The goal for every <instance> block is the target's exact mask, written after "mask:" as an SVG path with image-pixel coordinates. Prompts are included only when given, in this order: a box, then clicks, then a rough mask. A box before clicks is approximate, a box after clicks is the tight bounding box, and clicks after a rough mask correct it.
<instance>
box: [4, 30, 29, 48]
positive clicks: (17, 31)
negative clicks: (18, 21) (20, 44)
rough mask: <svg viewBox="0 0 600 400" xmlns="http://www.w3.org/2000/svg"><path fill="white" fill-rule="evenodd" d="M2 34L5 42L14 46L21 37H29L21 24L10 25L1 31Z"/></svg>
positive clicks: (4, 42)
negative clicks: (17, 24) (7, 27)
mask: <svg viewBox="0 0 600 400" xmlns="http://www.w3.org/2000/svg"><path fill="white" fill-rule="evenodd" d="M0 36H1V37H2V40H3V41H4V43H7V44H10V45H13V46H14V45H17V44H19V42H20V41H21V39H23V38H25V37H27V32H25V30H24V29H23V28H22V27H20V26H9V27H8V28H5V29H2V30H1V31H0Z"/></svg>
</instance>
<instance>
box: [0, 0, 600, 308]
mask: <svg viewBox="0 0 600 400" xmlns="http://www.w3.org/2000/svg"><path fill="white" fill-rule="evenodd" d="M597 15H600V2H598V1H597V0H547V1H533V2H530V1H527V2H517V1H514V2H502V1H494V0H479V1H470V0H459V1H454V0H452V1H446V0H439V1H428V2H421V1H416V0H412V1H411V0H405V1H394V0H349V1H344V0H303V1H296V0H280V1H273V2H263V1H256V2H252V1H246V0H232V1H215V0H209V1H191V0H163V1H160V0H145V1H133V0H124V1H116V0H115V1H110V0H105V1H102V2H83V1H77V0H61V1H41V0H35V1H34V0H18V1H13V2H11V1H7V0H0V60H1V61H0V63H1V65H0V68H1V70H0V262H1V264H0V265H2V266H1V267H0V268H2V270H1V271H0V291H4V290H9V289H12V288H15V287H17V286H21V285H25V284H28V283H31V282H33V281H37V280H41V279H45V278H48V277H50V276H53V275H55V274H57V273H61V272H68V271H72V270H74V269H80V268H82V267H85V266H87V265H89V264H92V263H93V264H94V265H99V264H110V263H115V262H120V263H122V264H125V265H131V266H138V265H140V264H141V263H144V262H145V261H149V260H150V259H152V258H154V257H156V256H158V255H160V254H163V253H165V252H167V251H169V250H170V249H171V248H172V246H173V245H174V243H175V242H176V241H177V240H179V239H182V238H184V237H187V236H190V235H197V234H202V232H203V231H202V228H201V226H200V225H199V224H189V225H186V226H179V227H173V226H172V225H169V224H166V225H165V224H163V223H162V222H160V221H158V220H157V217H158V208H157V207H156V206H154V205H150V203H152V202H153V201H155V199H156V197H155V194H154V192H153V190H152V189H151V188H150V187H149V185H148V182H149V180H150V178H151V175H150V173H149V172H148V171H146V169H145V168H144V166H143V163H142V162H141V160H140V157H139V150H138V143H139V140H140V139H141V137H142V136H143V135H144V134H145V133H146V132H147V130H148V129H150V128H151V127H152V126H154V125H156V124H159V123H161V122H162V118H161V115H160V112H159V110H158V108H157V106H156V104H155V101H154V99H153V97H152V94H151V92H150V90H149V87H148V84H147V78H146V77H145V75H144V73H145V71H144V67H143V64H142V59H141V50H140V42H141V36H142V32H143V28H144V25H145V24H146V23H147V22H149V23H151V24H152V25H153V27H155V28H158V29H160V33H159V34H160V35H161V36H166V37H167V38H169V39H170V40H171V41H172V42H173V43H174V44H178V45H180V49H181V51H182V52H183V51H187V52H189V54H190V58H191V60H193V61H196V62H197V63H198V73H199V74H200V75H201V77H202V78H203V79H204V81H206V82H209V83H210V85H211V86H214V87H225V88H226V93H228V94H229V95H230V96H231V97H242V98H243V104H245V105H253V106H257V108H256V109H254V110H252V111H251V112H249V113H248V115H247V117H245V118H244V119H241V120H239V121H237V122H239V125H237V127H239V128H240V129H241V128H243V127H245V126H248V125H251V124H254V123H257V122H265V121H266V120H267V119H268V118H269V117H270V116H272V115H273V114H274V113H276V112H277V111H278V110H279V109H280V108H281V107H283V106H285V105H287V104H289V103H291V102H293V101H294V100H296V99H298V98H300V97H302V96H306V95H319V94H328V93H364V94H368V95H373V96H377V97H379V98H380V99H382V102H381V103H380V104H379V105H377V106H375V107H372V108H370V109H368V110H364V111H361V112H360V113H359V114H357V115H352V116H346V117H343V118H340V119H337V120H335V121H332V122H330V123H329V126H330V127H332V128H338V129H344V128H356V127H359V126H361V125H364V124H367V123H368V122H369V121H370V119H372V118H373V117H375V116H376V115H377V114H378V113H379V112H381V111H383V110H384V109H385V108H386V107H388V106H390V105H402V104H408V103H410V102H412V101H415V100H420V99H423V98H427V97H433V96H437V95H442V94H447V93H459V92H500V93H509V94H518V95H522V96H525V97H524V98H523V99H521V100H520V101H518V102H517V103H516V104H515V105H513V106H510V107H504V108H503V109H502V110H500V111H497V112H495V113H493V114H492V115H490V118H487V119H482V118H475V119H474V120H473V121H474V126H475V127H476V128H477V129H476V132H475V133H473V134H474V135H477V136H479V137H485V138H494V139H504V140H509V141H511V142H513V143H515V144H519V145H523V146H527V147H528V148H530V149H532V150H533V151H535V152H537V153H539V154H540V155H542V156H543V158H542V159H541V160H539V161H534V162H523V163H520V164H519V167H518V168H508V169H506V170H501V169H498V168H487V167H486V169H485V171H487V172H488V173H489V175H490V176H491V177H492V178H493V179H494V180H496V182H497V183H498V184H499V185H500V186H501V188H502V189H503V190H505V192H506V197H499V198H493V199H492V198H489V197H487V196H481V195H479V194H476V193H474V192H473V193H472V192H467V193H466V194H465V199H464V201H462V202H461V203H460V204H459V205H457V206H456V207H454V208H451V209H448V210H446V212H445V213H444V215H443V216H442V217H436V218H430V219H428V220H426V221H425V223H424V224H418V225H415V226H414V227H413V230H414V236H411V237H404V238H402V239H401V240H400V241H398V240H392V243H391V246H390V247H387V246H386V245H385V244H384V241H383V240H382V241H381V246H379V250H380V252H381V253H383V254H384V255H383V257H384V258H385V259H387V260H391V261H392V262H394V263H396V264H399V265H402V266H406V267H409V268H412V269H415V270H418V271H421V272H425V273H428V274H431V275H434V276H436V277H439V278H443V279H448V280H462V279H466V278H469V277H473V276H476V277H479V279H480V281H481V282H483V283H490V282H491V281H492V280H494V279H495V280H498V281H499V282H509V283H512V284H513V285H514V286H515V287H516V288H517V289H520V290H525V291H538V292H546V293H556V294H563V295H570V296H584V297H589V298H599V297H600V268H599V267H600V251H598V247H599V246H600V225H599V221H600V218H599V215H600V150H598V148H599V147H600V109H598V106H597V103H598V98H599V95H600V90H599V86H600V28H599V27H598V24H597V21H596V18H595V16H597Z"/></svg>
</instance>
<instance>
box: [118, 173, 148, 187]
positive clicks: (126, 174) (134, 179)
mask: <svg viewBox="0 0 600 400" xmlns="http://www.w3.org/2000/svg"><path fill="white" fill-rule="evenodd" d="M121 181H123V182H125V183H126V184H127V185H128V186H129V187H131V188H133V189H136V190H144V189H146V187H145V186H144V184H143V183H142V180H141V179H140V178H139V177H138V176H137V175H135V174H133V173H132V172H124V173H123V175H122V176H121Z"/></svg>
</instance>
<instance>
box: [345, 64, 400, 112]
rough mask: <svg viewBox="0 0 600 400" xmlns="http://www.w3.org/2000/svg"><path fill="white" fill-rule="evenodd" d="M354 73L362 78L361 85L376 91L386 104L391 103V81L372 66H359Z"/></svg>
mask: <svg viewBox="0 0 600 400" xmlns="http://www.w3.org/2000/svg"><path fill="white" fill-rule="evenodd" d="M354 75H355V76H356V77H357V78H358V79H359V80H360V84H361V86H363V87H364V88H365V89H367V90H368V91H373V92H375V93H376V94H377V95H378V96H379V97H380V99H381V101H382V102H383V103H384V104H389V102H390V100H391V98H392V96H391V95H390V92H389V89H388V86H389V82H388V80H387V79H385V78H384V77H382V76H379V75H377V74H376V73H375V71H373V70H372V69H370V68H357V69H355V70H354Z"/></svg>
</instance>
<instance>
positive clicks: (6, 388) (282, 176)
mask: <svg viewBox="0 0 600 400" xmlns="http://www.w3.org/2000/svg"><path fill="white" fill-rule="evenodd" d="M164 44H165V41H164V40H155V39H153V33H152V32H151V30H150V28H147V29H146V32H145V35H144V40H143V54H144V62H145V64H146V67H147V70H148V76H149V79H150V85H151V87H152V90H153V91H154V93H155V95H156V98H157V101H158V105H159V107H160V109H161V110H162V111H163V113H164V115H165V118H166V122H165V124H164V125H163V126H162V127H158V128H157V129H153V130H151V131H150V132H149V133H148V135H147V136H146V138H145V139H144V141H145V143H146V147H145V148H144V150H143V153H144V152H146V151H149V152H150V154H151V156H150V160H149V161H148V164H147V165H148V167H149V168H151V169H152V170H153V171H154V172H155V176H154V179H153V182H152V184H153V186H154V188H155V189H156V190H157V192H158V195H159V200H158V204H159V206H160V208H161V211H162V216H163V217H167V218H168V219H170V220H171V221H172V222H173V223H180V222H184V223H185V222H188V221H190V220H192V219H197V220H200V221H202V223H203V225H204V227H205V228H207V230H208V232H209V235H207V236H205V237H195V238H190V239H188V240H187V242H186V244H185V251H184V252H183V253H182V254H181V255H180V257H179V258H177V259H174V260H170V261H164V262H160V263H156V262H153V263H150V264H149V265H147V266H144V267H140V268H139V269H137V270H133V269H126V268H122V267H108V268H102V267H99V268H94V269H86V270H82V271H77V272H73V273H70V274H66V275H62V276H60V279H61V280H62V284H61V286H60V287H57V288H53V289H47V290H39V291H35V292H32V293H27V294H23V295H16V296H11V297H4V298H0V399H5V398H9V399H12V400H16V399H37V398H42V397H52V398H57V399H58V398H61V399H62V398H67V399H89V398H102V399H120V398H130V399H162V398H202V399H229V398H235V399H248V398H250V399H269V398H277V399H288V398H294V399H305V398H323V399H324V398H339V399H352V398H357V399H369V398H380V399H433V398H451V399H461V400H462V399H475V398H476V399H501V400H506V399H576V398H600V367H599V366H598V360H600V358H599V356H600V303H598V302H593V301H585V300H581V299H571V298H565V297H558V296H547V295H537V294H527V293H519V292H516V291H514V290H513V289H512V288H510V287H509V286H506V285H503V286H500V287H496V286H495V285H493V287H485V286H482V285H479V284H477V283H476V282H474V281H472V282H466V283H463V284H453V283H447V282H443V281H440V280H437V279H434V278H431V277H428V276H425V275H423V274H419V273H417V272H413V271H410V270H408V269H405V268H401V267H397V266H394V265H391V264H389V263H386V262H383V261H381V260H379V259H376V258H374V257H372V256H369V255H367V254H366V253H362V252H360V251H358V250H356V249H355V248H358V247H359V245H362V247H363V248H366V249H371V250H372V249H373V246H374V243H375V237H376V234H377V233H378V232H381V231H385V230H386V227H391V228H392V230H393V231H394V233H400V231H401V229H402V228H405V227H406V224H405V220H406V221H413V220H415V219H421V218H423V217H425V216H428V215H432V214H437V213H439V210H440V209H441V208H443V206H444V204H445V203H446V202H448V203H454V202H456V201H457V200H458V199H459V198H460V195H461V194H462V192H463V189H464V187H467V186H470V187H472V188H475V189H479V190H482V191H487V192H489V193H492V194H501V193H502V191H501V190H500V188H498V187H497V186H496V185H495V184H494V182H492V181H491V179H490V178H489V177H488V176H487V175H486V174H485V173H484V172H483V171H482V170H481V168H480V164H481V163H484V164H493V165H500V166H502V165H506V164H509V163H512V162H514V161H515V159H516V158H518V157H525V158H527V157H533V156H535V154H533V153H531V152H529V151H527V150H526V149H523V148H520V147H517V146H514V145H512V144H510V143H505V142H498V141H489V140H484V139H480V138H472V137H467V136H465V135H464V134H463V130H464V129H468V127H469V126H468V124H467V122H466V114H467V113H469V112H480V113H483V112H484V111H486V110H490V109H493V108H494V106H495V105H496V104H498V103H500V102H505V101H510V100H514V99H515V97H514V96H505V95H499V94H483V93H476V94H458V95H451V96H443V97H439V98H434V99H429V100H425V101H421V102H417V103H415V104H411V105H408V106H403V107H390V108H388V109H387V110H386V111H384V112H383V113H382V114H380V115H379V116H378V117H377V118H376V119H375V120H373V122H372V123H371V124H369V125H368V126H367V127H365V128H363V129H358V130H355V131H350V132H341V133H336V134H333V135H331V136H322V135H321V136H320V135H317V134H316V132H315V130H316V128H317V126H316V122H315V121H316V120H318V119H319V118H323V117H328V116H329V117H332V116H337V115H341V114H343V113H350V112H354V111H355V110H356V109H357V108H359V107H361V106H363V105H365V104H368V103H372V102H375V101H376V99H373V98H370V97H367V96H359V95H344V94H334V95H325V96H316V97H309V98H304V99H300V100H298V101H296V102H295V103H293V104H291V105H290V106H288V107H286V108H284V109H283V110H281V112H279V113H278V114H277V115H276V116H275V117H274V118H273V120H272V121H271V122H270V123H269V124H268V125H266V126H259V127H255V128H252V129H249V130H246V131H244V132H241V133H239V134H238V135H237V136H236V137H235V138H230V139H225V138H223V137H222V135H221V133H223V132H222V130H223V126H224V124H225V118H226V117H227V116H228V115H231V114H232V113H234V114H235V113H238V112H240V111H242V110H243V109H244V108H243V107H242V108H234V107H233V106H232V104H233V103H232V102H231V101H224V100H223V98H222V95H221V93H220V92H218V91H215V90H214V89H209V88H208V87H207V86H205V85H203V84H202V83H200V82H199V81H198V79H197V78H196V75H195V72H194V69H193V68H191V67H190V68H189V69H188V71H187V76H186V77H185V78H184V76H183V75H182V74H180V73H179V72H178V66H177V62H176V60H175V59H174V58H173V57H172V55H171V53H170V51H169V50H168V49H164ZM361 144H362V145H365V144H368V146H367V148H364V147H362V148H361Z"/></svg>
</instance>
+++
WHAT TO WORK ON -> Give only the number of lines above that hold the string "negative".

COMPLETED EXERCISE -> 2